Menjelang kick-off, sambil sesekali menatap langit-langit Stade de France, Antoine Griezmann khidmat menyanyikan La Marseillaise, ekspresi Christiano Ronaldo datar-datar saja melafalkan Aportuguesa. Yang tidak kita tahu, di balik kostum masing-masing, dada siapa yang berdegup lebih kencang.
Tetapi gelaran Euro 2016 bukan hanya itu. Pada final minggu malam lalu (Senin dini hari waktu Indonesia) para penggila bola di berbagai belahan dunia dibuat terkagum-kagum bukan hanya oleh kemegahan konstruksi Stade de France, stadion terbesar keenam di Eropa berkapasitas 80 ribuan itu, atau oleh kemeriahan pesta penutupan yang diawali pementasan David Guetta membawakan “This One’s for You” ciptaannya sebagai lagu tema. Bukan hanya itu.
Secara umum, kita kagum dan berterima kasih, pertama kepada para taipan media pertelevisian Indonesia atas pembelian hak siar seluruh pertandingan Euro 2016. Itu memungkinkan kita terhubung dengan tribun stadion-stadion di Prancis, dengan emosi segenap penggemar bola di seluruh dunia, memberi pembeda kepada keseharian kita selama sebulan penuh. Di depan televisi, kita leluasa nyinyir, bebas melempar sumpah serapah kepada seorang pemain yang gagal memanfaatkan peluang atau seorang gelandang yang keliru melakukan passing, misalnya. Dan kalau suka, menyepakati taruhan kecil-kecilan dengan sesama penyuka bola selingkar pertemanan.

########

### Tugas yang Diberikan
Salin tanpa perubahan bagian teks tentang final Euro 2016 di atas, mulai dari "Menjelang kick-off, sambil" hingga "berdegup lebih kencang.".

### Bahan yang Disediakan
########

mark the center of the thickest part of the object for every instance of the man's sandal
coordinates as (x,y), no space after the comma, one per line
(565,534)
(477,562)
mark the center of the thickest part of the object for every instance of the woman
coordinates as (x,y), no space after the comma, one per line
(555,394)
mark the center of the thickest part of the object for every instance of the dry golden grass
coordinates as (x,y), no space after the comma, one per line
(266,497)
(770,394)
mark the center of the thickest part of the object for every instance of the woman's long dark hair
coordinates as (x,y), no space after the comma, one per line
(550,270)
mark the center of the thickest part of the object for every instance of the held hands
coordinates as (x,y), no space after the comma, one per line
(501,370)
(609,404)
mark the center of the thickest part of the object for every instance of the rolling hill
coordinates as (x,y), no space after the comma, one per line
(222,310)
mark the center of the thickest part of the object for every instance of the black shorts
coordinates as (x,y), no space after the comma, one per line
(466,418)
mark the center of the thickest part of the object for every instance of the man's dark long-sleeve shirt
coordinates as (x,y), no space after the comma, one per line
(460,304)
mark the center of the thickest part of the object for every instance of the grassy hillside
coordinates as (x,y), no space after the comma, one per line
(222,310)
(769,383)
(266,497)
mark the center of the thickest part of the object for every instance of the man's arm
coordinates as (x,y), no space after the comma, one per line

########

### Hasil Tugas
Menjelang kick-off, sambil sesekali menatap langit-langit Stade de France, Antoine Griezmann khidmat menyanyikan La Marseillaise, ekspresi Christiano Ronaldo datar-datar saja melafalkan Aportuguesa. Yang tidak kita tahu, di balik kostum masing-masing, dada siapa yang berdegup lebih kencang.